_DOCUMENT PASSAGE_
Its cautious language is warranted, given that there have been no direct links established between mobile phone usage and cancer. But that didn't stop the World Health Organization from promising to end its decade-long, much-anticipated Interphone investigation with a warning that there is a "significantly increased risk” of some brain tumors for mobile phones users who have held gadgets sending out heavy doses of radiofrequency waves directly into their heads for 10 years or more. It's far from a sure thing, but it's closer to scary than it is to conspiracy, especially since mobile phones have been in heavy commercial use since the '80s. Let's hope that early adopters of this technology still have time to save their possibly irradiated brains.

CT Scans: While we're on radiation, here's another ironic revelation perfectly built for techno-blowback: Computer tomography (CT) scans could possibly give you cancer while looking for it.

According to a recent study published in the Archives of Internal Medicine by University of California-San Francisco professor and radiologist Rebecca-Smith Bindman, patients undergoing a single CT scan might be absorbing the equivalent of 74 mammograms or 442 chest X-rays. They also may be contributing to nearly 30,000 new cancers and over 10,000 casualties per year. The scary part is that the numbers could rise as CT scans are increasingly, and perhaps unnecessarily, prescribed. Over 72 million were performed in 2007.

"Our prior research has demonstrated the dramatic increased in CT utilization, which has gone up around 10 percent per year," Smith-Bindman told "AlterNet. "There is little data available about how many are necessary and how many may be unnecessary, although there is widespread belief that at least 20 percent of CTs may be unnecessary. But it's an area that clearly needs more research."

A continuing issue, Smith-Bindman said, is that CT scans are often repeated at short interval. Or performed when it's unlikely to lead to a change in behavior or practice. And sure, her study hasn't uncovered totally unknown territory: CT scans emit radiation, just like phones, laptops and other helpful gadgets. But as science continues to quantify its helpful gadgetry, especially its life-saving machines, it is often finding that it had been previously hypnotized by miraculous possibility while underplaying obvious dangers. And the user-friendliness of such devices certainly hasn't helped. Sometimes, it has done the opposite: Technology likes CT scans could be overused precisely because they are so easy to use.

_ENTRIES SUPPLIED_
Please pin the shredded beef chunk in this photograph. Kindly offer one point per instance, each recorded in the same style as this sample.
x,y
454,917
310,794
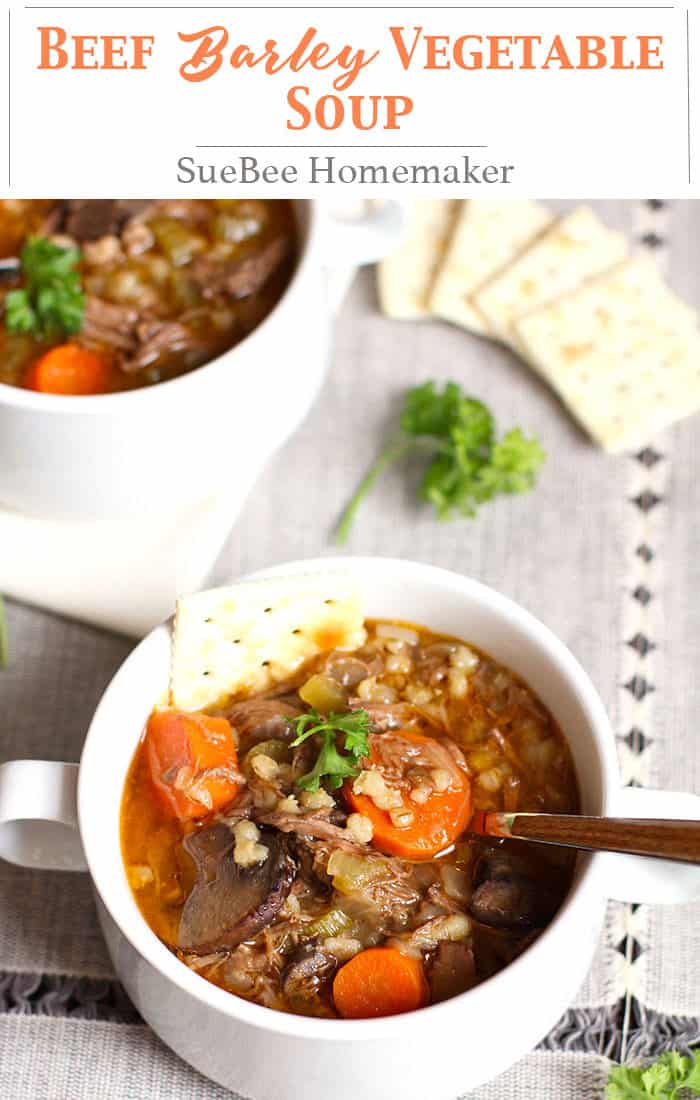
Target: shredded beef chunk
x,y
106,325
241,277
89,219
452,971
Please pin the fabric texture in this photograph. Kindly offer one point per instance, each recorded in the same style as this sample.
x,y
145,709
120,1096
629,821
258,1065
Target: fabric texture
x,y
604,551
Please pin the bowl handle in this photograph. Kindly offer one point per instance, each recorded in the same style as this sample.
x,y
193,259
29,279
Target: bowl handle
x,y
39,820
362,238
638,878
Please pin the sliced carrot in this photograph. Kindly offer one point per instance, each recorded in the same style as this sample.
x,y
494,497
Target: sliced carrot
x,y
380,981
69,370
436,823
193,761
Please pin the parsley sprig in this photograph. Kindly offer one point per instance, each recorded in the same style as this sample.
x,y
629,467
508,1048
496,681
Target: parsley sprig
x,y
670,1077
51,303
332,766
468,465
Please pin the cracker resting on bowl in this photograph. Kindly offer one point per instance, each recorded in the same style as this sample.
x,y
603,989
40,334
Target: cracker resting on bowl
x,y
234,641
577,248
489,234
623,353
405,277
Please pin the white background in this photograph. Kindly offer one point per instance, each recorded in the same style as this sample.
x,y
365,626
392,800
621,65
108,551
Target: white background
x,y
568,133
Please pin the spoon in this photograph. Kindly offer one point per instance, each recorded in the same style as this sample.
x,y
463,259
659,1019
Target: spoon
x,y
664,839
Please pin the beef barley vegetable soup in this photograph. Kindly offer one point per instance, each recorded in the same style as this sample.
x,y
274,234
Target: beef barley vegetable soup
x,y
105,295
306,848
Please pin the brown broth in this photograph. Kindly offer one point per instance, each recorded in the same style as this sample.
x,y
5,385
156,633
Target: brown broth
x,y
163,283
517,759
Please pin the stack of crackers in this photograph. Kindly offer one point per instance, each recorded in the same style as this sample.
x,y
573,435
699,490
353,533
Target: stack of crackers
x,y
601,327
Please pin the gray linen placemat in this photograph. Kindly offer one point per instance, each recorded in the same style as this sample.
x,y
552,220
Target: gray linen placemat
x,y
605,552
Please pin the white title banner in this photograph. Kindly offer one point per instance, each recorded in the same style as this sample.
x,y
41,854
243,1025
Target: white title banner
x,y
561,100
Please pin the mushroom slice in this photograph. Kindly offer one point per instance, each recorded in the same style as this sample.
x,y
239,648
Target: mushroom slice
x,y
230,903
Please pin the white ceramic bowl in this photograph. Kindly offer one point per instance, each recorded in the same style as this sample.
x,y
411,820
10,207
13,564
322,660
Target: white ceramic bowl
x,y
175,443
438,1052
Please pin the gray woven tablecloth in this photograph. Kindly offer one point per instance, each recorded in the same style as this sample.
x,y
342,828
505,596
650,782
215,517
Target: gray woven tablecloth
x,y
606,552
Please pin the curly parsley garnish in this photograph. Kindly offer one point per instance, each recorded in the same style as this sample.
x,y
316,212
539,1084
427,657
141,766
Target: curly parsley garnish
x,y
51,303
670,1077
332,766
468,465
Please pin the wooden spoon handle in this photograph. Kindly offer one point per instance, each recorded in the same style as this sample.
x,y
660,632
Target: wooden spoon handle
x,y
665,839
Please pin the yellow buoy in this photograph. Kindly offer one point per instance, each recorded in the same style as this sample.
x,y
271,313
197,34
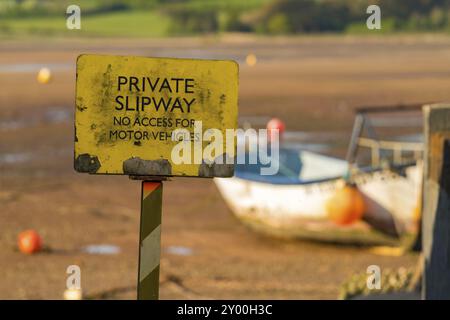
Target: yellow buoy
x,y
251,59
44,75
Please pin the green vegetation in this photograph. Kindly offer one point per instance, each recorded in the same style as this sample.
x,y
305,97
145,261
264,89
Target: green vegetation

_PARTS OF THE EXERCISE_
**a)** Answer these questions using the text on radiation risks from mobile phones and CT scans:
(i) Since when have mobile phones been in heavy commercial use?
(ii) How many CT scans were performed in 2007?
(iii) By roughly what percentage per year has CT utilization gone up, according to the quoted research?
**b)** Carry on writing the text on radiation risks from mobile phones and CT scans, beginning after its final sentence.
The listing has no connection to the text on radiation risks from mobile phones and CT scans.

_SOLVED TASKS_
**a)**
(i) Since the '80s.
(ii) Over 72 million.
(iii) Around 10 percent per year.

**b)**
"In part, this is this case," Smith-Bindman agreed. "The speed, simplicity and economic profitability have also almost certainly driven its increased utilization. But the images are also exquisitely detailed. and lead to better and faster diagnoses, so it's not so simple."

Of course it isn't. But just because it's complicated, doesn't mean it's safe. As further studies are undertaken, who knows? If it's statistically possible that we may find enough data to show that we are creating as much cancer as we are preventing, well...that's the kind of tightrope you can hang yourself with.

Traffic Surveillance Technology: From the office to the freeways to the streetlights and beyond, surveillance of most any kind has led to less freedom, not more. And it hasn't really seemed to significantly reduce crime or prevent accidents. According to studies conducted in Oregon and Virginia, red-light cameras increased collisions rather than decreasing them, in some cases by 100 percent. Sure, fewer motorists ran red lights, but more of them crashed right into each other. Worse, whatever additional revenue the trend generated was sliced up by refunds to deeply offended parties entrapped by lame schemes like sped-up yellow lights, which encourage motorists to step on it or slam on the brakes. Instant accidents.